#### TÂCHE À RÉALISER 1
Recopiez sans aucune modification le passage du texte de référence qui commence par les mots contenant « C’était il y » et s'achève sur « aux pieds d’argile. ».
#### TÂCHE À RÉALISER 2
Traduisez en anglais cette phrase du texte de référence : « La vie des organisations évolue dans une dialectique permanente entre les niveaux macroscopique et microscopique. »

#### TEXTE DE RÉFÉRENCE

========================================

C’était il y a un an. Une autre époque déjà, car les transformations que la Covid-19 a amenées dans nos vies, inimaginables alors, y sont désormais bien installées, fournissant une démonstration remarquable de la notion de résilience. À l’époque, le plus terrible avait été de constater qu’un virus microscopique pouvait mettre à bas des sociétés à tel point développées qu’elles digèrent avec boulimie des prouesses technologiques qui ne nous surprennent même plus. La crise nous a asséné avec la plus grande brutalité que notre civilisation est un colosse aux pieds d’argile.
L’effet papillon, à la base de la théorie du chaos, postule que les systèmes les plus complexes peuvent être mis à mal par les dérèglements les plus infimes. La vie en société imposerait ainsi de renforcer en permanence ses organisations sans jamais atteindre un état d’équilibre, à la manière de Sisyphe poussant inlassablement son rocher. Le mythe de Sisyphe est mobilisé dans ce numéro pour décrire l’univers de la cybersécurité. Les États les plus puissants comme les plus grandes entreprises sont vulnérables face aux cyberattaques, dont la voie d’entrée dans ces systèmes qui paraissent ultra-protégés est souvent une faille minuscule. Se pencher sur cette faille donne le vertige : ce sont 300 000 nouveaux types d’attaques qui émergent quotidiennement. Les entreprises de cybersécurité, comme TEHTRIS, sont en état de crise permanente et mobilisent des outils hyper-automatisés pour parer à ces attaques et assurer la cyberpaix.
La vie des organisations évolue dans une dialectique permanente entre les niveaux macroscopique et microscopique. Elles grandissent pour être plus performantes, mais leur croissance peut se faire au détriment de leur propre performance ou les mettre en danger face à de petits acteurs, plus agiles, plus réactifs. Mais cette dialectique s’exprime de manière plus complexe. Les start-up peuvent apprendre à travailler avec les grands groupes (Baracoda). Les PME, par exemple dans l’industrie, peuvent refuser de grandir pour conserver agilité et sens du service, tout en inventant un modèle intermédiaire entre l’atelier très artisanal et l’usine hyper-robotisée (SMPF). Le management des mégaprojets du jeu vidéo ou du numérique peut s’attacher à éviter la dilution de la passion, de l’engagement et de la créativité des équipes dans leur taille, en ayant conscience que le diable est dans les détails et qu’une entreprise… reste la somme des contributions des individus qui la composent (Ubisoft). La gestion des déchets, l’un des enjeux vers le passage d’une économie respectueuse de l’environnement, passe par l’invention de nouvelles formes d’organisation : venir à bout d’une montagne de plusieurs millions de tonnes de déchets électroniques s’appuiera sur les micro-actions individuelles (ecosystem).

========================================

#### ENTRÉES FOURNIES
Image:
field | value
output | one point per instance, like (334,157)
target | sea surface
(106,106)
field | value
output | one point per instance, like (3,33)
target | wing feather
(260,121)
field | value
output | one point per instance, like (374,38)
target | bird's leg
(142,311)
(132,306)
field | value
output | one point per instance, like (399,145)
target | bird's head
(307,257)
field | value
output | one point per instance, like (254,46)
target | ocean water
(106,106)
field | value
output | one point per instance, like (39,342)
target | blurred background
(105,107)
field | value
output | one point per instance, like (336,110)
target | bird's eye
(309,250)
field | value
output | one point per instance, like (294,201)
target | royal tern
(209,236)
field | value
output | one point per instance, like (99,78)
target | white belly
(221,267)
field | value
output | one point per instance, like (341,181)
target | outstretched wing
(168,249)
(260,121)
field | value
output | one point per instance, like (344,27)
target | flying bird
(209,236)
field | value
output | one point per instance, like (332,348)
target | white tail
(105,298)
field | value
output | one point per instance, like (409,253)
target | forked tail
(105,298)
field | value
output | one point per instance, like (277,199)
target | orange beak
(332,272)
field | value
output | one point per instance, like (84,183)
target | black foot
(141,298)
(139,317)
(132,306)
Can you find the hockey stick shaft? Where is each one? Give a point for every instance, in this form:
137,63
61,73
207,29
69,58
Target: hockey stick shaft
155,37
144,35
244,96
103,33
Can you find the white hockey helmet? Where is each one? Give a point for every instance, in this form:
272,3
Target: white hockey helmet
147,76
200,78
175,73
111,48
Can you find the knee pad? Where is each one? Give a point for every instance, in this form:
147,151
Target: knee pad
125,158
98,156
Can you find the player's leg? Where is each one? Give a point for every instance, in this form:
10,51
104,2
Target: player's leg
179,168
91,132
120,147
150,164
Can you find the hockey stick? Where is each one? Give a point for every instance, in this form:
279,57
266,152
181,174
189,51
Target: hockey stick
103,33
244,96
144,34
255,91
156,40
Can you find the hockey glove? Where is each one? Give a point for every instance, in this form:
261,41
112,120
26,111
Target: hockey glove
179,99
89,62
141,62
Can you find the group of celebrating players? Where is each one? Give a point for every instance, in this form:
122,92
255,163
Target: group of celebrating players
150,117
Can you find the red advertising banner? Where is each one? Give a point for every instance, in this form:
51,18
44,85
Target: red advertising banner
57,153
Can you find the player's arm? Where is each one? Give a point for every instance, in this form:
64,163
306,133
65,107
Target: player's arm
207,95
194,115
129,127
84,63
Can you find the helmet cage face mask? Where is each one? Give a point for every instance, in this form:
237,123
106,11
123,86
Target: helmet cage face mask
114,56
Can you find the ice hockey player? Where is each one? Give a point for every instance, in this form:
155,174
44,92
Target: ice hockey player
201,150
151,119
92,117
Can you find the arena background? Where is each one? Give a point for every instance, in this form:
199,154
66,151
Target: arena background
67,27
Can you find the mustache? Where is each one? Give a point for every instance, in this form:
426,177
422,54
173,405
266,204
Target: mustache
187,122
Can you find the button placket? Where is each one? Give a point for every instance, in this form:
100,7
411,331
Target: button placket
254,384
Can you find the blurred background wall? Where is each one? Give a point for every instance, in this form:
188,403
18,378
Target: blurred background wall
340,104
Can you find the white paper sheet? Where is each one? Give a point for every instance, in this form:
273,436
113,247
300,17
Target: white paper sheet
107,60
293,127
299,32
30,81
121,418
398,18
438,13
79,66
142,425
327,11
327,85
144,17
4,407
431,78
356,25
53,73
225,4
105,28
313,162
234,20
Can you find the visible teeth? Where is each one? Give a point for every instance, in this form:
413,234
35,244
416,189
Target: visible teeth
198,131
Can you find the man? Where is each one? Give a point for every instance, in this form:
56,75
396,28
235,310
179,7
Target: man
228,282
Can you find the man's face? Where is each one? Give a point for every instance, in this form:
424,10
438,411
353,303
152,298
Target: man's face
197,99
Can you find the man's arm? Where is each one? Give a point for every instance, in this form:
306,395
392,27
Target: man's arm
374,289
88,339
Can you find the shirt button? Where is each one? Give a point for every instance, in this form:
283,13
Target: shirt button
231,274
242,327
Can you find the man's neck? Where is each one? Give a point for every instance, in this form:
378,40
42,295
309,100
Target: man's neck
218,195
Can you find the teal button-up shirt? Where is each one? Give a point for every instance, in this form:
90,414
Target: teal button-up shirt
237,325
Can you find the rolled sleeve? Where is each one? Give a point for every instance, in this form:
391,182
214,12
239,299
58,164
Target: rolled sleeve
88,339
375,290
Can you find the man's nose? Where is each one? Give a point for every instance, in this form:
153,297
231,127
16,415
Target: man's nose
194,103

========================================

#### ZONE DE RÉPONSE 1
C’était il y a un an. Une autre époque déjà, car les transformations que la Covid-19 a amenées dans nos vies, inimaginables alors, y sont désormais bien installées, fournissant une démonstration remarquable de la notion de résilience. À l’époque, le plus terrible avait été de constater qu’un virus microscopique pouvait mettre à bas des sociétés à tel point développées qu’elles digèrent avec boulimie des prouesses technologiques qui ne nous surprennent même plus. La crise nous a asséné avec la plus grande brutalité que notre civilisation est un colosse aux pieds d’argile.

#### ZONE DE RÉPONSE 2
The life of organizations evolves in a permanent dialectic between the macroscopic and microscopic levels.